━━ MATERIALS PROVIDED

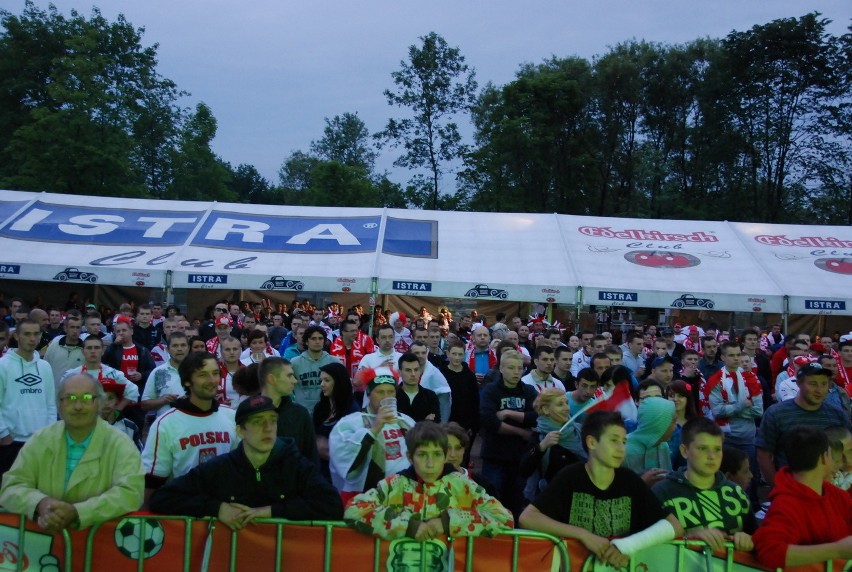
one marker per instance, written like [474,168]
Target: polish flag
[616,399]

━━━━
━━ MATERIALS PROVIDED

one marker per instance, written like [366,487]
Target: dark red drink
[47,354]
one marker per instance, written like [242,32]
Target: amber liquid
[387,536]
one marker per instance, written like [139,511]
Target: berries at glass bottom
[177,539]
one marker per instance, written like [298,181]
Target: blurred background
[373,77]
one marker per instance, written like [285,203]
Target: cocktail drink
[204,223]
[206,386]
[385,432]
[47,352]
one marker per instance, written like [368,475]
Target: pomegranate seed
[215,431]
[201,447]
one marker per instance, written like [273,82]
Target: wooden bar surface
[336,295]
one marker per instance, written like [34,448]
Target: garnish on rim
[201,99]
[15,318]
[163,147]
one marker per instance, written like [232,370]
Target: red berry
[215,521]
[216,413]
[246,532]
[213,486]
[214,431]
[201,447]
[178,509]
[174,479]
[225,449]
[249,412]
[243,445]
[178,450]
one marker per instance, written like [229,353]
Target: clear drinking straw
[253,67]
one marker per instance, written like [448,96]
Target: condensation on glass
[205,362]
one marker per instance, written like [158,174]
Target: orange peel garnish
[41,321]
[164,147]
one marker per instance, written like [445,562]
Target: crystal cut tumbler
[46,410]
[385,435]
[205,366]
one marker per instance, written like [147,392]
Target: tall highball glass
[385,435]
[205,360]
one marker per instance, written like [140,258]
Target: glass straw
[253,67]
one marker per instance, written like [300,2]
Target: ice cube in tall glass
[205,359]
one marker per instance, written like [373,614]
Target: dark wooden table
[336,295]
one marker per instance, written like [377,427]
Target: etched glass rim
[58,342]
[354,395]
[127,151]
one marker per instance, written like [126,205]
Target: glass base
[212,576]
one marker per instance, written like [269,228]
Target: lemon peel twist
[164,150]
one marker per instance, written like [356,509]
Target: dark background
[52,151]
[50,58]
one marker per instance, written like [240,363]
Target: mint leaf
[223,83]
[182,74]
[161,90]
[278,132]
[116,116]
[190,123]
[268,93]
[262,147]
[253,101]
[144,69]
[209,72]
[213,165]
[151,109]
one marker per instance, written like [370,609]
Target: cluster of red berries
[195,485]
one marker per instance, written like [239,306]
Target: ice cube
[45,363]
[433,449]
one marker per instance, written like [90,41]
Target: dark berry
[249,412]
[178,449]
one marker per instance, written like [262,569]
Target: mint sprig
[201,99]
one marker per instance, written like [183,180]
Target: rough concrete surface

━━━━
━━ MATERIALS PROVIDED

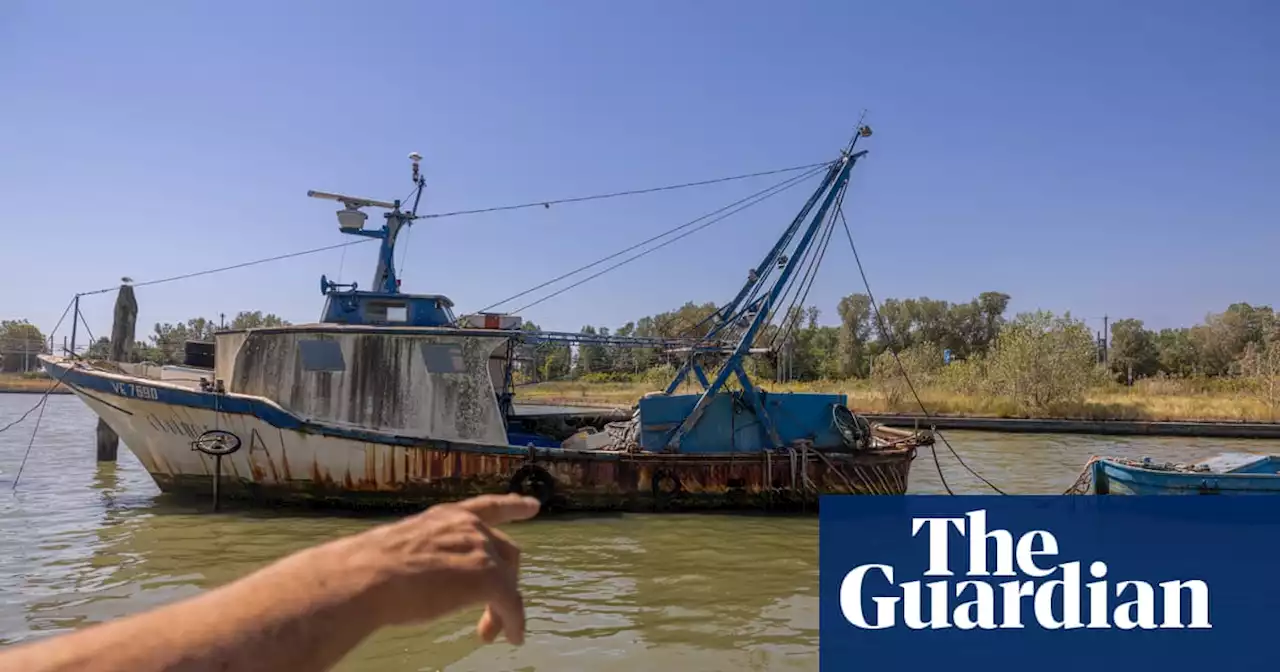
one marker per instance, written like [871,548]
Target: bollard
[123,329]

━━━━

TASK OBJECTIVE = Identify every line above that contains the string "straw", matching case exactly, and copy each of those lines in full.

SOLUTION FOR THIS PROBLEM =
Target: clear drinking straw
Target: glass straw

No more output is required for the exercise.